**ENTRIES**
>> Begin

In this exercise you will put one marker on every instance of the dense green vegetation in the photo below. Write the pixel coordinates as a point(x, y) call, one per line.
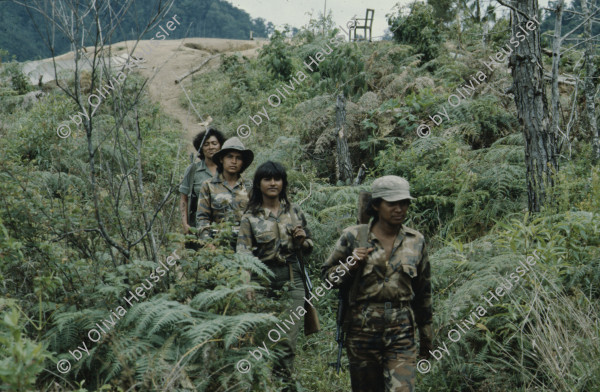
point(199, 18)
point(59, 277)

>> End
>> Begin

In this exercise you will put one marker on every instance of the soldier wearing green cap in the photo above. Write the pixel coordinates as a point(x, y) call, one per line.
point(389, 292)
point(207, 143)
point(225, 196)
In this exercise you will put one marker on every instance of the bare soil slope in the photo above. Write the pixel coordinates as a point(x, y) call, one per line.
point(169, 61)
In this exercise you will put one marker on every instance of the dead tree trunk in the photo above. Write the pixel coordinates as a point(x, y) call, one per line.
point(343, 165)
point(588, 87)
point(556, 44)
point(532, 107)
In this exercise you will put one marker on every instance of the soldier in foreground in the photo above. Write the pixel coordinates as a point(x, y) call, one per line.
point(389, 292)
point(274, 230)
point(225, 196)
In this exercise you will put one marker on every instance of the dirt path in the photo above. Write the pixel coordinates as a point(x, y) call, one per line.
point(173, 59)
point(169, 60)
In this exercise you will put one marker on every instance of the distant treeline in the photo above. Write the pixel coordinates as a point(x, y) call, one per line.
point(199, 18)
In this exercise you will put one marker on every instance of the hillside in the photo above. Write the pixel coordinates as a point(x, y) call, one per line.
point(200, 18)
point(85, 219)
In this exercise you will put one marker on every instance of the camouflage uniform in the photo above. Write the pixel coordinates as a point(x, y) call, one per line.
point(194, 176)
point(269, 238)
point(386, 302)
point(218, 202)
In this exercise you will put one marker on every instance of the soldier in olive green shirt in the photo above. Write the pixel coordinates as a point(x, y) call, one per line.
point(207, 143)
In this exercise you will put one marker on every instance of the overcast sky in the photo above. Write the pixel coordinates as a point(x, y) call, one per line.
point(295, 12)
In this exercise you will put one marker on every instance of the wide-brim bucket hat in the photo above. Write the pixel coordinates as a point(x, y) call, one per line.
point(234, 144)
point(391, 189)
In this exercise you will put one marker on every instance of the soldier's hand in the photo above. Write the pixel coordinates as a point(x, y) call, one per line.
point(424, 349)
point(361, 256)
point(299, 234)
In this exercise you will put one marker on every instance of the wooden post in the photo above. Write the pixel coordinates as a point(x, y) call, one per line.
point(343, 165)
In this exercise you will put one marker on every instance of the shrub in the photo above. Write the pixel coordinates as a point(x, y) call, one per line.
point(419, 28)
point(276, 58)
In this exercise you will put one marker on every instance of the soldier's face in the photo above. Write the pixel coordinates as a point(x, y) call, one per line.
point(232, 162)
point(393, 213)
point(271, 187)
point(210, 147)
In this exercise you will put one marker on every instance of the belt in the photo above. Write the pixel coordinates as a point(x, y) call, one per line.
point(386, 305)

>> End

**DIRECTIONS FOR THIS TASK**
Reproduce the stretch from the line containing "of the shrub" through the line containing "point(386, 305)", putting "ammunition pouch" in place of "belt" and leaving everything else as it is.

**EXERCISE RESULT**
In this exercise you will put one marker on every instance of the shrub in the photo above. Write the pixel coordinates as a point(x, y) call, one per line.
point(419, 28)
point(276, 58)
In this exercise you will put one marker on every instance of the soldier's face in the photo above. Write the pixel coordinates as a point(x, y) call, one per line.
point(232, 162)
point(393, 213)
point(271, 187)
point(210, 147)
In this exercise you will put one marker on every instance of the ammunition pouch in the photo above. Write the pixel coordinates as a point(x, y) call, one per line.
point(386, 305)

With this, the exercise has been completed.